Exercise aim -
If a line in the data holds the string "instance", list it.

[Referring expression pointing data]
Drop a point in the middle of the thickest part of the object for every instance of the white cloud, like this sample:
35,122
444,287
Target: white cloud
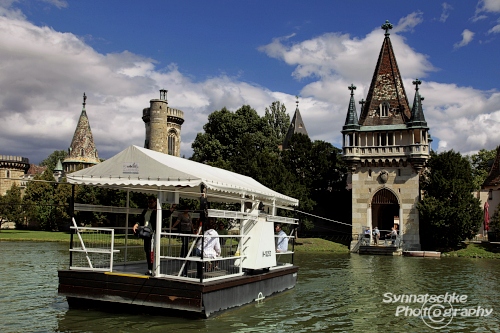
43,74
446,12
467,37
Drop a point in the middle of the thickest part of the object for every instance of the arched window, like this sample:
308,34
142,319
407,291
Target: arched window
172,137
384,109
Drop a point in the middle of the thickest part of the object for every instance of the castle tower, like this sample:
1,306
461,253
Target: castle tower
12,169
385,150
296,126
163,126
82,153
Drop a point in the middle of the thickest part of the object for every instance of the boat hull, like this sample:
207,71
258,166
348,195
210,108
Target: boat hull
98,289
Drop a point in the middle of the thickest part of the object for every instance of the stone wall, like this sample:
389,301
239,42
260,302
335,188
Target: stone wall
403,182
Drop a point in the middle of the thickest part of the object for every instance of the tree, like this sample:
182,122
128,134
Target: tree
449,213
278,120
39,201
51,161
481,165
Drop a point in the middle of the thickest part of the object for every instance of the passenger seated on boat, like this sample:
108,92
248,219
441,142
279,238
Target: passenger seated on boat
282,241
366,238
211,245
148,219
222,231
392,235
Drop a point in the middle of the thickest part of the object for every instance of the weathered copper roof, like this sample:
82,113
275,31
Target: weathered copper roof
296,127
417,114
493,178
351,120
35,169
82,149
386,87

Your response -
Drop a point in the middle of the thickest part of the object for every instance of the white cloud, like this sample:
Drop a point in the middle of the thickest part of the object for every instance of the arched window, like this sample:
Drop a point in the middle of the thickest part of the object for every instance of the castle tower, like this sample:
Drop a point in the middle of the thickest part of the object for every instance of the boat hull, like this sample:
Drop a point in the middle of the thickest part of the object for every instance of the stone wall, like this sample:
Drop a point in the middle of the thickest part of the object for every instance of the tree, like this sample:
Drop a point in the middle of the thickest part of the object for every instance of the passenger seated on boat, like this sample:
Drop a point in the middle of the thickest part of the object for every instance of the weathered copper roof, like this sample:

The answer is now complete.